#### [Work instructions]
Rewrite the records below as a numbered list, one line per number, skipping blank lines and leaving out the pictures.

* * *

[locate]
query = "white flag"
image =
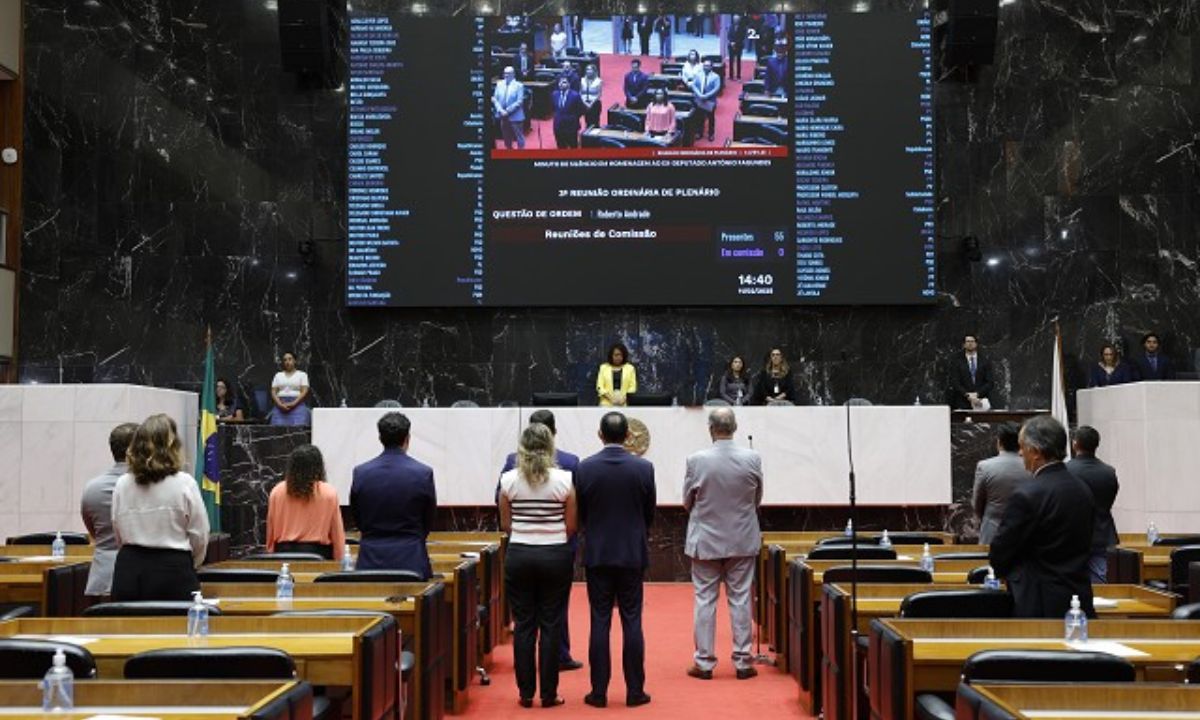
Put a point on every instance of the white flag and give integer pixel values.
(1059, 389)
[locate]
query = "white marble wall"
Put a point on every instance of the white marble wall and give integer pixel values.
(1150, 432)
(901, 454)
(54, 438)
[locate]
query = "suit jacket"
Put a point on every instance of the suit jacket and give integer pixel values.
(96, 508)
(961, 382)
(996, 479)
(721, 491)
(616, 498)
(1143, 371)
(1102, 480)
(508, 100)
(394, 502)
(1044, 543)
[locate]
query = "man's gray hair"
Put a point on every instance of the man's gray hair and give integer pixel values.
(1047, 436)
(723, 421)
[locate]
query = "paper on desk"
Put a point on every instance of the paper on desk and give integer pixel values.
(1107, 646)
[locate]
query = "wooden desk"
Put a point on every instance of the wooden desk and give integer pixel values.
(1098, 701)
(169, 700)
(834, 653)
(911, 657)
(329, 651)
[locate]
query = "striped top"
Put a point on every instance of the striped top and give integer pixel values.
(538, 513)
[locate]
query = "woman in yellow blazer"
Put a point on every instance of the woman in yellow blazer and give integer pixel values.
(617, 377)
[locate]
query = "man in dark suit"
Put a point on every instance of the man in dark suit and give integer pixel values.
(570, 463)
(616, 503)
(970, 377)
(1044, 540)
(394, 502)
(1102, 479)
(1152, 365)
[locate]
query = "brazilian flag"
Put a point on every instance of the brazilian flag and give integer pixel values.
(208, 467)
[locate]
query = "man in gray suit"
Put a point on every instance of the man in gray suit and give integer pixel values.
(508, 102)
(1102, 479)
(96, 508)
(721, 491)
(996, 478)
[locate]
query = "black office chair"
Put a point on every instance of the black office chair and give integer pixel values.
(48, 538)
(235, 575)
(143, 609)
(957, 604)
(845, 552)
(29, 659)
(1029, 666)
(370, 576)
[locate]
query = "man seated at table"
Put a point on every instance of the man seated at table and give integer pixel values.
(394, 504)
(1044, 540)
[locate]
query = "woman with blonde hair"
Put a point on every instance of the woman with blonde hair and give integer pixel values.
(303, 514)
(538, 511)
(159, 519)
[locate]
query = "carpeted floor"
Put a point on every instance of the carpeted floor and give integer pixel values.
(667, 622)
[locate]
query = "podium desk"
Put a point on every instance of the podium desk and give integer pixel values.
(168, 700)
(328, 651)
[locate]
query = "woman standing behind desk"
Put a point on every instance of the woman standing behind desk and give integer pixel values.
(617, 377)
(159, 519)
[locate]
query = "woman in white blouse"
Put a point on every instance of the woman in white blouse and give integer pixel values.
(289, 390)
(538, 511)
(159, 519)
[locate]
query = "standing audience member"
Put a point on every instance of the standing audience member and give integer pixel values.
(303, 514)
(996, 479)
(394, 503)
(96, 508)
(1102, 479)
(721, 492)
(538, 511)
(159, 519)
(617, 502)
(289, 393)
(1044, 541)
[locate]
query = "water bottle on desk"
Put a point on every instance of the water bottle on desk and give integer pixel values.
(58, 685)
(1075, 623)
(285, 587)
(197, 618)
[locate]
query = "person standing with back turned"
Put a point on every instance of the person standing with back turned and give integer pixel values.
(617, 499)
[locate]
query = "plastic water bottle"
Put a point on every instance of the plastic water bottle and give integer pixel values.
(1075, 623)
(285, 587)
(927, 559)
(197, 618)
(58, 685)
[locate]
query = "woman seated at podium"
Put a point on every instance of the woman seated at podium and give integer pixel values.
(289, 390)
(617, 377)
(774, 383)
(1111, 370)
(159, 519)
(303, 514)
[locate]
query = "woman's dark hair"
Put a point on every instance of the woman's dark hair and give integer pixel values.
(306, 468)
(155, 451)
(618, 346)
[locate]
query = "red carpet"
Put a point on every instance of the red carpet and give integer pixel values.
(667, 624)
(612, 71)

* * *

#### [Answer to this problem]
1. [locate]
2. query = "white flag"
3. image =
4. Put a point on every instance of the white flag and give integer pixel values.
5. (1059, 389)
6. [locate]
7. query = "white marble wall"
8. Put a point on every instance of the white marble wall and give integer pixel values.
9. (1150, 432)
10. (901, 454)
11. (54, 438)
12. [locate]
13. query = "suit jacket"
14. Put a point on every instance of the suit jacket and give integer pixel values.
15. (96, 508)
16. (961, 382)
17. (996, 479)
18. (721, 491)
19. (616, 498)
20. (1143, 371)
21. (1102, 480)
22. (508, 100)
23. (394, 502)
24. (1044, 543)
25. [locate]
26. query = "man's gray hair"
27. Put a point on every instance of the man's gray hair and give integer pixel values.
28. (1047, 436)
29. (723, 421)
30. [locate]
31. query = "paper on desk"
32. Put a point on every instance of the paper on desk and give integer pixel values.
33. (1107, 646)
34. [locate]
35. query = "wooden desk"
36. Put a point on every instance of the wooden desk and give integer pixel values.
37. (1098, 701)
38. (169, 700)
39. (834, 653)
40. (911, 657)
41. (329, 651)
42. [locate]
43. query = "striped top"
44. Put a point on every instance of the striped top and give integer pixel values.
45. (538, 513)
46. [locate]
47. query = "woman in yellow blazer"
48. Put a point on every instance of the woman in yellow blazer and give integer pixel values.
49. (617, 377)
50. [locate]
51. query = "man in dark suit"
52. Put a point on every instance of the man in dark suit and give integer pixel values.
53. (570, 463)
54. (616, 503)
55. (970, 377)
56. (1044, 540)
57. (394, 502)
58. (1102, 479)
59. (1152, 365)
60. [locate]
61. query = "brazilian flag"
62. Put a point on every instance of the brazilian flag and give integer pixel values.
63. (208, 467)
64. [locate]
65. query = "man in gray suit"
66. Put a point on every instance of the man in gray suit and give integer pixel values.
67. (508, 102)
68. (1102, 479)
69. (96, 508)
70. (721, 491)
71. (996, 478)
72. [locate]
73. query = "black office chair"
74. Put a point on every instance of the black office chair and give integer pixel values.
75. (48, 538)
76. (235, 575)
77. (143, 609)
78. (957, 604)
79. (845, 552)
80. (29, 659)
81. (1029, 666)
82. (370, 576)
83. [locate]
84. query = "man seated at table"
85. Put a point on every instance of the man seated at table and give integer pixel values.
86. (394, 504)
87. (1044, 540)
88. [locate]
89. query = "woman with blonde hair"
90. Put a point on every instance of the woman with blonde hair and give integer pixel values.
91. (303, 514)
92. (538, 511)
93. (159, 519)
94. [locate]
95. query = "carpeted floor"
96. Put a point on every instance of the carpeted floor and give integer pixel values.
97. (667, 622)
98. [locate]
99. query = "podium desk"
100. Put a point on every instance of the podium desk and give integer pixel values.
101. (168, 700)
102. (328, 651)
103. [locate]
104. query = "woman standing behind desk"
105. Put a point on every instance of the woman standing behind desk and give integer pixel values.
106. (617, 377)
107. (159, 519)
108. [locate]
109. query = "woman in white blouse"
110. Put a point on every instance of the woman in white blouse and give integer pixel values.
111. (289, 390)
112. (538, 511)
113. (159, 519)
114. [locate]
115. query = "standing audience member"
116. Put a point on every instance of the standing audience member and give integer pixel values.
117. (303, 514)
118. (996, 479)
119. (394, 503)
120. (96, 508)
121. (1102, 479)
122. (721, 492)
123. (538, 511)
124. (159, 519)
125. (617, 502)
126. (289, 393)
127. (1044, 541)
128. [locate]
129. query = "water bottle on desk"
130. Put a point on every instance of the water bottle on desk and give integer pixel values.
131. (58, 685)
132. (1075, 623)
133. (285, 587)
134. (197, 618)
135. [locate]
136. query = "person standing with back turned"
137. Put a point on every instance of the person standing with back turned and give integer pixel values.
138. (617, 499)
139. [locate]
140. query = "plastic water bottle"
141. Put a point on every instance of the plastic water bottle and give integer pixel values.
142. (1075, 623)
143. (285, 587)
144. (927, 559)
145. (197, 618)
146. (58, 685)
147. [locate]
148. query = "woman seated at podium"
149. Put a point on every instance of the woman seated at podium and give integer pixel values.
150. (289, 390)
151. (617, 377)
152. (774, 383)
153. (1111, 370)
154. (159, 519)
155. (303, 514)
156. [locate]
157. query = "woman's dark hair"
158. Put a point on every instance of the woman's dark hair and give integer pixel values.
159. (306, 468)
160. (155, 451)
161. (618, 346)
162. [locate]
163. query = "red carpet"
164. Put a point on every instance of the red carpet and give integer pixel values.
165. (667, 624)
166. (612, 71)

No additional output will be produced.